## SELECTED TEXT
Kenya on Thursday said it has almost halved malaria deaths among small children by using insecticidal nets, spurring calls for free nets for all to tackle Africa's biggest killer. Health Minister Charity Ngilu said the distribution of 13.4 million nets over the past five years to children and pregnant women had helped curtail infections, a key success against a disease threatening 40 percent of the world's population.
"Childhood deaths have been reduced by 44 percent in high-risk districts, in-patient malaria cases and deaths are falling (and) there are reduced cases at the community level," she said in a statement.
"For every 1,000 treated nets used, seven children who might have died of malaria are saved."
Malaria kills 34,000 children under the age of five each year in Kenya, and threatens the lives of more than 25 million people out of a population of 34 million, the ministry said.
Children sleeping under insecticidal nets (ITNs) in high risk areas are 44 percent less likely to die, according to a survey carried out in four districts.
The government has distributed 12 million doses of artemisinin-based therapy (ACT), the latest anti-malaria drug cocktail to replace the mono-therapies that had developed resistance.
The government and donors spent 4.7 billion shillings (70 million dollars/52 million euros) on the campaign, yet the funds were not enough.
"The impact we have seen and the lessons we have learnt through massively distributing INTs, rather than selectively marketing and selling them, will not only benefit Kenya's children but all Africa's children," she said.
The World Health Organisation said in a statement it had abandoned its earlier guideline of targeting vulnerable groups -- under fives and pregnant women -- in favour of "making their proctection immediate while achieving full coverage."
WHO chief Margaret Chan said Kenya's success "serves as a model that should be replicated throughout malarious countries in Africa."
"This data from Kenya ends the debate about how to deliver the long-lasting nets. No longer should the safety or well-being of your family be based upon whether you ar rich or poor," said WHO's Global Malaria Programme Director Arata Kochi.
Chan and Kochi criticised the "social marketing" model widely backed by donors of distributing ITNs by selling them at subsidised rates and raising awareness of their importance.
Although supporting anti-malaria campaigns, public health watchers have chided British and US foreign development agencies for pushing for social marketing in the world's poorest continent.
The WHO launched a global programme in 1955 to eradicate malaria, which has frustrated attempts to create a vaccine owing to its constant mutations.
Using dichloro-diphenyl-trichloroethane (DDT), a powerful insecticide, and the drug chroloquine, it managed to eradicated the disease in the West by the 1960s.
But the disease persisted in the humid and low-lying tropics in sub-Saharan Africa. By 1969, the programme collapsed as financing withered in the face of rising poverty, political unheaval and surging opposition to DDT.
Kochi said the Stockholm Convention on Persistent Organic Pollutants allowed the use of DDT in endemic countries for "public health only" and Uganda and Malawi were the only African nations keen on the chemical.

## LISTED ENTRIES

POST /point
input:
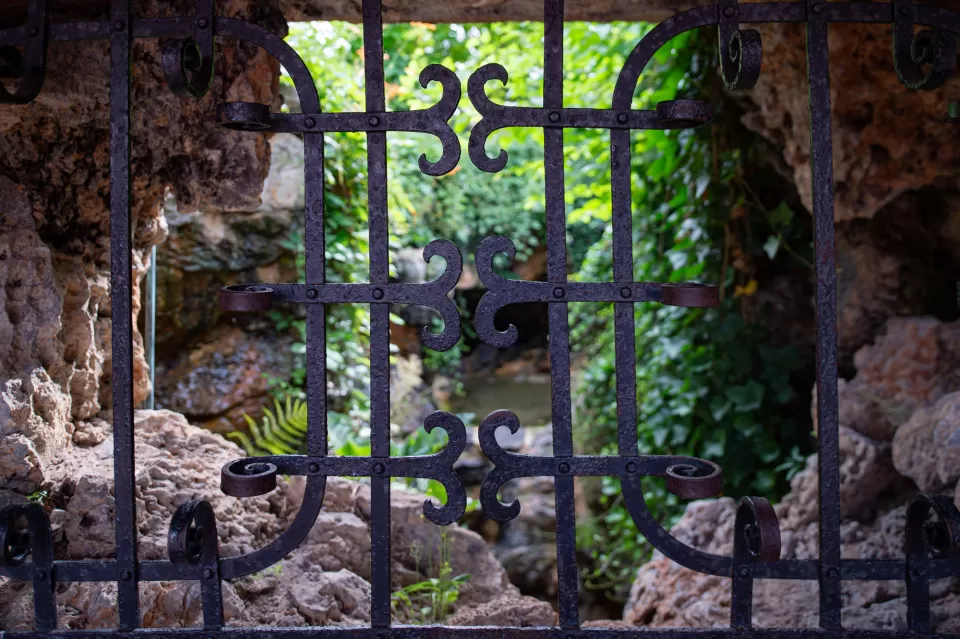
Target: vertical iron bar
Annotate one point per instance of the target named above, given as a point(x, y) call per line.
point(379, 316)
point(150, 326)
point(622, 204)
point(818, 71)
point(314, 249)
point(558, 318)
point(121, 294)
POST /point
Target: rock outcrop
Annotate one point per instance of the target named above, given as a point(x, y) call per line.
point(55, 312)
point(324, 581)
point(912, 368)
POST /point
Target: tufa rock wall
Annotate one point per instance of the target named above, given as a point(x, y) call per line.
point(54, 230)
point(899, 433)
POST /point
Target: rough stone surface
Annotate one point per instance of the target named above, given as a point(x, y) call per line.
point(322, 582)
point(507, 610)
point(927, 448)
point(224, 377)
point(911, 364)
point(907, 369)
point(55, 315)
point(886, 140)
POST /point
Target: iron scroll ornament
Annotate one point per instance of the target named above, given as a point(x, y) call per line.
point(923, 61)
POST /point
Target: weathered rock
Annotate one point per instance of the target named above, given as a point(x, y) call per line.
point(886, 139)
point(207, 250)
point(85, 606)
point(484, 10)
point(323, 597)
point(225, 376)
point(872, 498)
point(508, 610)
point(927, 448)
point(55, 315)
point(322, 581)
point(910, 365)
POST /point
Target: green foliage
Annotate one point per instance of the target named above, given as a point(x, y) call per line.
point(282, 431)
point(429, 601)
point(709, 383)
==
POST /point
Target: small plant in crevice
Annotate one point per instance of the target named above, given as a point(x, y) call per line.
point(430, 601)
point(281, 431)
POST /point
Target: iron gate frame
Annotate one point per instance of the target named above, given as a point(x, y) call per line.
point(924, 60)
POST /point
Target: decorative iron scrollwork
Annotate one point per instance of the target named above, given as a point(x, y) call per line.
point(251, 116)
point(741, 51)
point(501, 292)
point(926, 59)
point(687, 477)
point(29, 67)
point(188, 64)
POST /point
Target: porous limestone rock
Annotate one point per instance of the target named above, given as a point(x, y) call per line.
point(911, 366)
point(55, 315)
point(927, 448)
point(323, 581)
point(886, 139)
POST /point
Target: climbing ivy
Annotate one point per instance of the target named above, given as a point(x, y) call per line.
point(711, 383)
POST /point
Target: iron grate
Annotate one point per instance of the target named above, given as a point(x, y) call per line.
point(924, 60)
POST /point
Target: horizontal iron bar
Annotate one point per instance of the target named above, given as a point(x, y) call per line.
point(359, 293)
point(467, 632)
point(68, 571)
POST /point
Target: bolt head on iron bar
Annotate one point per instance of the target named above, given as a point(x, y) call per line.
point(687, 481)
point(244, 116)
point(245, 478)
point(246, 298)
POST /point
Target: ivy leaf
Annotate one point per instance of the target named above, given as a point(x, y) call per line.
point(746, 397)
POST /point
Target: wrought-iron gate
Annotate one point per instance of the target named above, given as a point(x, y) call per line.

## TASKS AND EXERCISES
A – Copy the malaria article word for word, beginning at the words "Kenya on Thursday" and stopping after "the ministry said.".
B – Answer these questions using the malaria article:
(i) How many nets were distributed to children and pregnant women over the past five years?
(ii) How much did the government and donors spend on the campaign, in shillings?
(iii) In what year did the WHO launch its global program to eradicate malaria?
The records are separate material and are not part of the malaria article.

## PER-TASK ANSWERS
A –
Kenya on Thursday said it has almost halved malaria deaths among small children by using insecticidal nets, spurring calls for free nets for all to tackle Africa's biggest killer. Health Minister Charity Ngilu said the distribution of 13.4 million nets over the past five years to children and pregnant women had helped curtail infections, a key success against a disease threatening 40 percent of the world's population.
"Childhood deaths have been reduced by 44 percent in high-risk districts, in-patient malaria cases and deaths are falling (and) there are reduced cases at the community level," she said in a statement.
"For every 1,000 treated nets used, seven children who might have died of malaria are saved."
Malaria kills 34,000 children under the age of five each year in Kenya, and threatens the lives of more than 25 million people out of a population of 34 million, the ministry said.

B –
(i) 13.4 million
(ii) 4.7 billion shillings
(iii) 1955